▶ [Exercise directions]
Reproduce the article on Frances Glessner Lee's miniature crime-scene dioramas in full, word for word, from the headline to the final sentence.

▶ [Document text]
▼▼▼

Miniature murders: Unsolved crimes recreated in dollhouses

CNN  — 

The patron saint of forensic science is not a cast member of “CSI” but Frances Glessner Lee, a Chicago heiress, who, in the 1940s, upended homicide investigation with a revolutionary tool: dollhouses.

“She probably would object to them being called dollhouses, even though that’s where they came from, because she was so desperate to have them considered to be real scientific objects, and a dollhouse was just a children’s toy,” said Nora Atkinson, curator of “Murder is Her Hobby: Frances Glessner Lee and the Nutshell Studies of Unexplained Death,” an effort to bring Lee’s work into the spotlight at Washington’s Renwick Gallery of the Smithsonian American Art Museum.

Frances Glessner Lee at work on the Nutshells in the early 1940s.

Equipped with flashlights and magnifying glasses, visitors are tasked with inspecting miniature crime scenes – the titular “nutshells” – Lee built to help detectives practice the art of observation. With blood-spattered walls, burned-down wood cabins and decomposing skin, the dioramas are beautiful, small-scale messes.

▲▲▲

▶ [Data for analysis]
▼▼▼

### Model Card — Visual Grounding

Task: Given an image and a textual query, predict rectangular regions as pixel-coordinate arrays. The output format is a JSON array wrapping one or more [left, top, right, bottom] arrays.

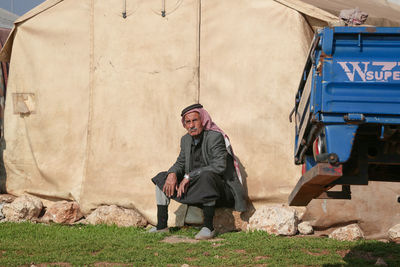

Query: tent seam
[[79, 0, 94, 204]]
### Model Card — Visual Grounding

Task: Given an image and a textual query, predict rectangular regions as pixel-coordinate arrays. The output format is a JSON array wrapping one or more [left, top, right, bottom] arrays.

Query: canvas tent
[[0, 0, 400, 239]]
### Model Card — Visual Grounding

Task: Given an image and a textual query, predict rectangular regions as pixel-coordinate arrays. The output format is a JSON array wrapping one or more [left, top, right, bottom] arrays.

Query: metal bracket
[[317, 185, 351, 199]]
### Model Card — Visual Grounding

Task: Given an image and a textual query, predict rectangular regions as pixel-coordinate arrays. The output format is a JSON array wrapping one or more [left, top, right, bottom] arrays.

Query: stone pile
[[0, 195, 147, 227], [329, 223, 364, 241], [0, 194, 400, 242]]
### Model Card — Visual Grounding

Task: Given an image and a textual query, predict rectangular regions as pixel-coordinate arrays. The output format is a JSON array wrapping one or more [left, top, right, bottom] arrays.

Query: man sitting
[[149, 104, 246, 239]]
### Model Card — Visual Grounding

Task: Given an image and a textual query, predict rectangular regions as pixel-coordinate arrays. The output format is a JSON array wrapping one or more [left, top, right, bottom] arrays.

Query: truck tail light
[[313, 135, 326, 161]]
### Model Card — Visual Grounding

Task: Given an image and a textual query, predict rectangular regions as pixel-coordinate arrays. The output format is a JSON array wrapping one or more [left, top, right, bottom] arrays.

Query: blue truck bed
[[293, 27, 400, 207]]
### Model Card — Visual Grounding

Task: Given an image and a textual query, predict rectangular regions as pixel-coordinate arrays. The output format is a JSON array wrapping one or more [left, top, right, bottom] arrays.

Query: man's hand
[[163, 172, 178, 197], [177, 178, 189, 197]]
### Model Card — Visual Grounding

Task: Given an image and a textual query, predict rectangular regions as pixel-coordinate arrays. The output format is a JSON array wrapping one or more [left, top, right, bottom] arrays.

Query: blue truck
[[289, 27, 400, 206]]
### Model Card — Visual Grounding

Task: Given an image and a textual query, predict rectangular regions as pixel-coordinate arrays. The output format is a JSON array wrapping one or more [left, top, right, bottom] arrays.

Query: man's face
[[185, 112, 203, 136]]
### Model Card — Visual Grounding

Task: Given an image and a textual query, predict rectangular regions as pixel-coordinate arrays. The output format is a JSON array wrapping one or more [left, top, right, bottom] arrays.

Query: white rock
[[247, 205, 298, 235], [329, 223, 364, 241], [297, 222, 314, 235], [0, 194, 17, 203], [0, 203, 5, 220], [86, 205, 147, 227], [3, 195, 43, 222], [388, 224, 400, 242], [42, 201, 83, 224], [375, 257, 388, 266]]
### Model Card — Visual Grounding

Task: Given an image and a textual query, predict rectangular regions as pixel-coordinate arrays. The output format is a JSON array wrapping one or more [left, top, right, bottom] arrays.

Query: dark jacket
[[168, 130, 246, 211]]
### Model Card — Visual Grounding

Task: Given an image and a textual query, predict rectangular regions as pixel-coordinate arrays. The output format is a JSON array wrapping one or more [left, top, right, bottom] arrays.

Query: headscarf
[[181, 104, 243, 184]]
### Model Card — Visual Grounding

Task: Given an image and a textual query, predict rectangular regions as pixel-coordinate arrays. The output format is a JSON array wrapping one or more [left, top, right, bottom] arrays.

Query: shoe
[[147, 226, 169, 234], [194, 227, 215, 240]]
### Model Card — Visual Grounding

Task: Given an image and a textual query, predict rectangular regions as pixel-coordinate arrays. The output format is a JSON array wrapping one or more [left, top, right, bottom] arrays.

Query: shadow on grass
[[323, 241, 400, 266]]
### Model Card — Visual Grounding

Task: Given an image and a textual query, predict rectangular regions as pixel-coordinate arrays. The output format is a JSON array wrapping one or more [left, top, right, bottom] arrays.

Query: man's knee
[[199, 171, 218, 184], [156, 185, 170, 206]]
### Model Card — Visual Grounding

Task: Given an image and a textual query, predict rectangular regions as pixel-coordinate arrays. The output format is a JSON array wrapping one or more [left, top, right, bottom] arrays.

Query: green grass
[[0, 223, 400, 266]]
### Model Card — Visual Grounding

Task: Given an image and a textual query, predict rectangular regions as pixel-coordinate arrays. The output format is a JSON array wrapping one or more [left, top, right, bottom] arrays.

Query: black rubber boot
[[157, 205, 168, 230], [203, 206, 215, 231]]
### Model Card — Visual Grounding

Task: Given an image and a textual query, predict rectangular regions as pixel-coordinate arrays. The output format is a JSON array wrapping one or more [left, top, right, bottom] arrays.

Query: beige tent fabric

▲▲▲

▶ [Solution to the problem]
Miniature murders: Unsolved crimes recreated in dollhouses

CNN  — 

The patron saint of forensic science is not a cast member of “CSI” but Frances Glessner Lee, a Chicago heiress, who, in the 1940s, upended homicide investigation with a revolutionary tool: dollhouses.

“She probably would object to them being called dollhouses, even though that’s where they came from, because she was so desperate to have them considered to be real scientific objects, and a dollhouse was just a children’s toy,” said Nora Atkinson, curator of “Murder is Her Hobby: Frances Glessner Lee and the Nutshell Studies of Unexplained Death,” an effort to bring Lee’s work into the spotlight at Washington’s Renwick Gallery of the Smithsonian American Art Museum.

Frances Glessner Lee at work on the Nutshells in the early 1940s.

Equipped with flashlights and magnifying glasses, visitors are tasked with inspecting miniature crime scenes – the titular “nutshells” – Lee built to help detectives practice the art of observation. With blood-spattered walls, burned-down wood cabins and decomposing skin, the dioramas are beautiful, small-scale messes.